Task description:
For this exercise, output the line holding "rough mask: <svg" and all subsequent lines of the entries below, unchanged, up to and including the last.

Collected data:
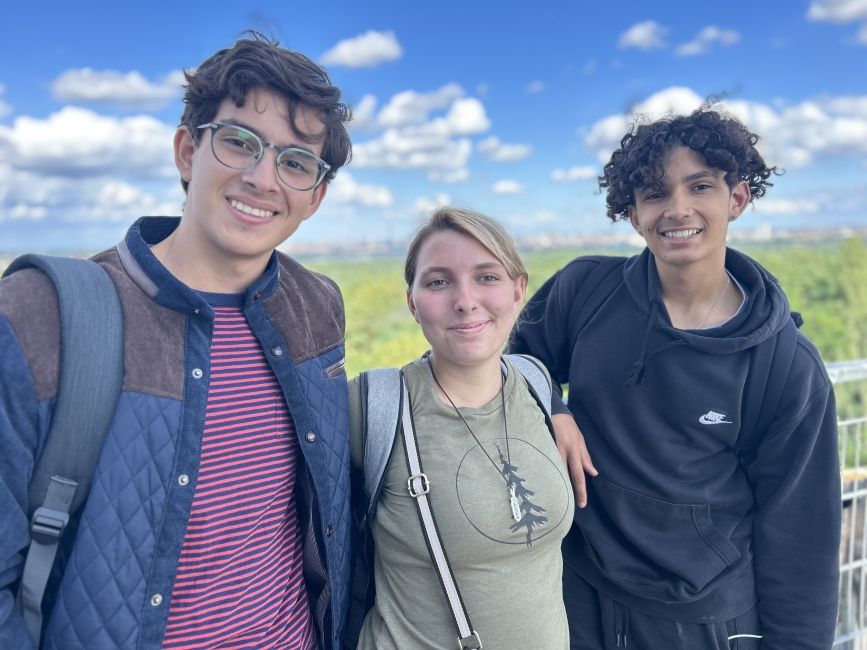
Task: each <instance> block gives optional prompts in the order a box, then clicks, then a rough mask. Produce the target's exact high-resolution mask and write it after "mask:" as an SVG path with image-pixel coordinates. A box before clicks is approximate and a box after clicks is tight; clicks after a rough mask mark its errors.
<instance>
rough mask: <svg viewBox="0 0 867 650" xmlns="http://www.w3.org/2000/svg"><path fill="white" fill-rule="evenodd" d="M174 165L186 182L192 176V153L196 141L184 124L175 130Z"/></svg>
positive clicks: (183, 178)
mask: <svg viewBox="0 0 867 650" xmlns="http://www.w3.org/2000/svg"><path fill="white" fill-rule="evenodd" d="M174 147H175V167H177V168H178V173H179V174H180V175H181V178H182V179H183V180H185V181H186V182H187V183H189V182H190V179H191V178H192V177H193V154H194V153H195V151H196V142H195V140H193V135H192V134H191V133H190V130H189V129H188V128H187V127H185V126H179V127H178V129H177V131H175V140H174Z"/></svg>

Task result:
rough mask: <svg viewBox="0 0 867 650" xmlns="http://www.w3.org/2000/svg"><path fill="white" fill-rule="evenodd" d="M174 165L186 182L192 176V153L196 141L184 124L175 130Z"/></svg>
positive clicks: (183, 178)
mask: <svg viewBox="0 0 867 650" xmlns="http://www.w3.org/2000/svg"><path fill="white" fill-rule="evenodd" d="M174 147H175V167H177V168H178V173H179V174H180V175H181V178H182V179H183V180H185V181H186V182H187V183H189V182H190V179H191V178H192V177H193V154H194V153H195V151H196V142H195V140H193V135H192V134H191V133H190V130H189V129H188V128H187V127H185V126H179V127H178V129H177V131H175V140H174Z"/></svg>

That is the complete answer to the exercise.